Le Journal de la Haute-Marne
- Format: 280 × 430 mm, tabloïd
- Owner(s): L'Est Républicain 50%, Haute-Marne Libérée Holding 50%
- Founded: 1807; 219 years ago
- Language: French
- City: Chaumont
- Country: France
- Circulation: 16,462 (as of 2023)
- ISSN: 1168-9668
- Website: http://www.jhm.fr/

= Le Journal de la Haute-Marne =

French daily newspaper

Le Journal de la Haute-Marne (JHM) (/fr/; lit. 'The newspaper of Haute-Marne') is a French daily newspaper published in the Haute-Marne department of France. It had a total circulation of 16,462 in 2023.

== History ==

=== 19th-century beginnings ===
Le Journal de la Haute-Marne was launched in 1807 and printed in Chaumont. It was almost entirely written by lawyer Jean-Joseph Pothier. After his death in 1810, his son and business partners disputed the ownership of the newspaper. During the July Monarchy, it merged with L'Écho de la Haute-Marne, and was published under the latter's name until 1906.

Set tasks:
• A. Output the part of the Journal de la Haute-Marne article starting at "- ISSN: 1168-9668" and ending at "16,462 in 2023.", word for word.
• B. According to the Journal de la Haute-Marne article, why was the newspaper published under another name until 1906?
The lines that come after the Journal de la Haute-Marne article are separate material.

Coordinate annotation lines:
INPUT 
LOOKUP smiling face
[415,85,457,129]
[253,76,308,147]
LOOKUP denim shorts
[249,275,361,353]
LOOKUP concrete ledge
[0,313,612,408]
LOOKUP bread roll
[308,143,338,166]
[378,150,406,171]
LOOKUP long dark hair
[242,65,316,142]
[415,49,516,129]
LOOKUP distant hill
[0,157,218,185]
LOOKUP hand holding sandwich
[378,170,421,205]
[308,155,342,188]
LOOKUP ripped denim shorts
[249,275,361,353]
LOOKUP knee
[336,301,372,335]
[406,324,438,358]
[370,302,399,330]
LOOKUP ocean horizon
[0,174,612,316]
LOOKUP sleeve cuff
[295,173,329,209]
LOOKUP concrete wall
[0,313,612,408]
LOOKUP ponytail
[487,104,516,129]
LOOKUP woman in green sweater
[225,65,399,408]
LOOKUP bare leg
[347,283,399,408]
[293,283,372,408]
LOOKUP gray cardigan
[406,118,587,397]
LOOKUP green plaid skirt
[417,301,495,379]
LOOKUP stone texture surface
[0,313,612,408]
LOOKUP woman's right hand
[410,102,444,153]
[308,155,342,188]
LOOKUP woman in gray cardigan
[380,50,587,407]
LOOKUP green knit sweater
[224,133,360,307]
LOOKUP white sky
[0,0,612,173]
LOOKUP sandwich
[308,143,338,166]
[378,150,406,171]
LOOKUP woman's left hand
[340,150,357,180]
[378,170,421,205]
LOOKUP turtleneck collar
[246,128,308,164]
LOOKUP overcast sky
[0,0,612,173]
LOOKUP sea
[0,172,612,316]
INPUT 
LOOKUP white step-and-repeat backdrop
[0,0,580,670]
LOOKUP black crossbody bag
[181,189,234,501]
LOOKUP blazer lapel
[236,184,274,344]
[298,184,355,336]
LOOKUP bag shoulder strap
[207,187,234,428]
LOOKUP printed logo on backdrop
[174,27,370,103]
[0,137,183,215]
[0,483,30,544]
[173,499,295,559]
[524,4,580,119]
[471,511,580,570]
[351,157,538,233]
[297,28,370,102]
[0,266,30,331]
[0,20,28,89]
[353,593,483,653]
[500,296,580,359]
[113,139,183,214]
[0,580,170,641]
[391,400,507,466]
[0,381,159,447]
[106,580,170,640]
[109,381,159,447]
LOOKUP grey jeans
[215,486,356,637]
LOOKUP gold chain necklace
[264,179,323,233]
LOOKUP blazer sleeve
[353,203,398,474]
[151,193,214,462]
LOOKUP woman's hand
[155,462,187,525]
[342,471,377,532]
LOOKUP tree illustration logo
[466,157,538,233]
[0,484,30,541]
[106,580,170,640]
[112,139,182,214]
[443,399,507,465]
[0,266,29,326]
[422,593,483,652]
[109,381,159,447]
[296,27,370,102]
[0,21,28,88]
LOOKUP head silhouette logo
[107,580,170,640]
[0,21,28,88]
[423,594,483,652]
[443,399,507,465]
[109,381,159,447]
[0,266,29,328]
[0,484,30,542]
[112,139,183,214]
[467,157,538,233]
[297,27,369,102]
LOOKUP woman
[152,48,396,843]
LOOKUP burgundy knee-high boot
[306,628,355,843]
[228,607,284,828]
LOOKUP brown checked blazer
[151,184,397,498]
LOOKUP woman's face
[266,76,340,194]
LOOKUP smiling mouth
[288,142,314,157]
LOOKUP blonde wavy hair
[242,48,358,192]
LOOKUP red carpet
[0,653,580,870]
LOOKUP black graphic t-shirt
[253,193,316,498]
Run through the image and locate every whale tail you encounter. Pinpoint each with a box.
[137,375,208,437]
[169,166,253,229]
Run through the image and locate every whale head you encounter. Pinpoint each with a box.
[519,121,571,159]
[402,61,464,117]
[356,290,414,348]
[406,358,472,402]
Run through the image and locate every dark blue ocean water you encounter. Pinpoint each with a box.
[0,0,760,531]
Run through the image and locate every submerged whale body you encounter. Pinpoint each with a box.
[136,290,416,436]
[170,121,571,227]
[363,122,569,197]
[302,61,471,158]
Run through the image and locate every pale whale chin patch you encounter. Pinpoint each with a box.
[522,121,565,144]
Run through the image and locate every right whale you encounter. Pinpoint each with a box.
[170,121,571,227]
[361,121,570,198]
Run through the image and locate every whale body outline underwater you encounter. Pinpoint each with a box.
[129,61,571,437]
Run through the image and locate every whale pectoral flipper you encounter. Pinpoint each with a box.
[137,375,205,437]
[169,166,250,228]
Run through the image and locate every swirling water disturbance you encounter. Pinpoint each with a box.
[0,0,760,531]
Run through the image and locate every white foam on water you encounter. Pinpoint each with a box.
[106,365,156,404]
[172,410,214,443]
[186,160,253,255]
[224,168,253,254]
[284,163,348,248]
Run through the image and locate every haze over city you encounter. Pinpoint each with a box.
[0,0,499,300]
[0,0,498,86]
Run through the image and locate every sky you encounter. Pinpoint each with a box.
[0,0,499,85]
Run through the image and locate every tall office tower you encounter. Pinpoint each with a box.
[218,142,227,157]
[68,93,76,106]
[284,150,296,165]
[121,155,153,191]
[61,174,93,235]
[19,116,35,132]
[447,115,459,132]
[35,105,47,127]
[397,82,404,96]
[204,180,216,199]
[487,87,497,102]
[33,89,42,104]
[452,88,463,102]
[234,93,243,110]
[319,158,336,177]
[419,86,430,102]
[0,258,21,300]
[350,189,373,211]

Results for the exercise:
• A.
- ISSN: 1168-9668
- Website: http://www.jhm.fr/

= Le Journal de la Haute-Marne =

French daily newspaper

Le Journal de la Haute-Marne (JHM) (/fr/; lit. 'The newspaper of Haute-Marne') is a French daily newspaper published in the Haute-Marne department of France. It had a total circulation of 16,462 in 2023.

• B. During the July Monarchy, the newspaper merged with L'Écho de la Haute-Marne. After the merger, it was published under L'Écho de la Haute-Marne's name until 1906.